## [Compiti da svolgere]
[a] Nel testo sullo studio dell'opera di Cacciatore, quale titolo viene indicato come la sua ultima opera e di quale anno è?
[b] Trascrivi fedelmente un passo del testo sullo studio dell'opera di Cacciatore, cominciando dalle parole "In questi ultimi" e fermandoti dopo le parole "scrittura in fieri.".
[c] Prosegui il testo sullo studio dell'opera di Cacciatore a partire dalla sua ultima frase.

## [Documento di origine]
_ _ _ _ _ _ _
In questi ultimi anni ho svolto un lavoro critico-filologico sull’opera di Cacciatore. Tra gli autografi, che ho avuto la possibilità di studiare, ho trovato una mole notevole di documentazione della sua ultima opera, Itto Itto, del ’94. E avendo riscontrato una metodologia di scrittura singolare, ho voluto soffermarmi, adottando nello studio una prospettiva di critique génétique e pertanto analizzando il testo come processus, organismo in crescita, coagulo di dinamicità, considerando pertanto anche le redazioni definitive come stadi provvisori di una scrittura in fieri.
_ _ _ _ _ _ _
(Registri di punti etichettati)
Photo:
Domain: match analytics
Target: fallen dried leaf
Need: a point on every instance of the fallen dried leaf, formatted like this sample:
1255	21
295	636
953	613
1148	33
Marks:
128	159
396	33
_ _ _ _ _ _ _
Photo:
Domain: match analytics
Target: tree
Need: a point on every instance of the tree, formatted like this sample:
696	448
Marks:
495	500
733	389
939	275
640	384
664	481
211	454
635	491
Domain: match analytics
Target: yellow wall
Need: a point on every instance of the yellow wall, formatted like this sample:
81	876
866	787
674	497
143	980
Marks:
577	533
_ _ _ _ _ _ _
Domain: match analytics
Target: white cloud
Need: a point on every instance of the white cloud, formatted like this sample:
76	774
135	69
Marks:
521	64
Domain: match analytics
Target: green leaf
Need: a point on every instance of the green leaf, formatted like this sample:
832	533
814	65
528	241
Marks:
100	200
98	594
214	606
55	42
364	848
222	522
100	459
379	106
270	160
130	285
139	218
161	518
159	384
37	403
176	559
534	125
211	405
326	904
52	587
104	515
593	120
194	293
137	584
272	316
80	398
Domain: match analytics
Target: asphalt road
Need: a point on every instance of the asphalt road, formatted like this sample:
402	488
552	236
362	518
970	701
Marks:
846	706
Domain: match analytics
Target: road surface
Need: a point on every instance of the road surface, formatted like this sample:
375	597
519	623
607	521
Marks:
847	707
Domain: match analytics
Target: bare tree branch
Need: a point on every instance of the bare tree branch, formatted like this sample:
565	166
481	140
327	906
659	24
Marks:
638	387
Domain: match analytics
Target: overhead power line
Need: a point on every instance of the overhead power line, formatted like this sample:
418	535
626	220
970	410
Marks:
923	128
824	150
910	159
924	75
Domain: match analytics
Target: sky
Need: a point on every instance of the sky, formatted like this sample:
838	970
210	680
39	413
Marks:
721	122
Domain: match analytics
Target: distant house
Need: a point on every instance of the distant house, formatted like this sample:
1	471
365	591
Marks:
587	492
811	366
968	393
_ _ _ _ _ _ _
## [Elenco delle risposte]
[a] L'ultima opera di Cacciatore è Itto Itto, del ’94.

[b]
In questi ultimi anni ho svolto un lavoro critico-filologico sull’opera di Cacciatore. Tra gli autografi, che ho avuto la possibilità di studiare, ho trovato una mole notevole di documentazione della sua ultima opera, Itto Itto, del ’94. E avendo riscontrato una metodologia di scrittura singolare, ho voluto soffermarmi, adottando nello studio una prospettiva di critique génétique e pertanto analizzando il testo come processus, organismo in crescita, coagulo di dinamicità, considerando pertanto anche le redazioni definitive come stadi provvisori di una scrittura in fieri.

[c]
Itto itto sembra nascere da un interrogativo: è possibile riprodurre linguisticamente il movimento inarrestabile dell’universo? Si potrebbe dire, forse, che Cacciatore, in questo lavoro, sembra volersi consegnare all’impossibile operazione di nominare l’Alterazione del tutto, ovvero la costante trasformazione dell’Energia cosmica, attraverso suoni e catene ritmiche e lessicali. Se nei testi precedenti permangono certe barriere strutturali – nell’autoimposizione di una determinata articolazione metricoprosodica, nell’adeguamento all’ortodossia dei generi, nell’utilizzo di lessemi appartenenti alla lingua codificata: in Itto Itto tutto diviene materia alterabile. E la scrittura non è solo rappresentazione dell’Alterazione del cosmo, è essa stessa atto alterativo della lingua, con lo stesso peso ontologico dell’Alterazione del tutto di cui fa parte. In questo senso, utilizzando una terminologia wittgensteiniana, per Cacciatore, fatto (ossia Alterazione) e proposizione linguistica, coincidono. Sulle orme del Finnegans Wake, definito da Cacciatore “il libro più catastroficamente sperimentatore e sperimentale” della nostra epoca, Cacciatore intende creare un sistema linguistico autonomo, costruito attraverso nuove possibilità e regole combinatorie, mostrando la possibilità della lingua di alterarsi (anche in senso saussurriano).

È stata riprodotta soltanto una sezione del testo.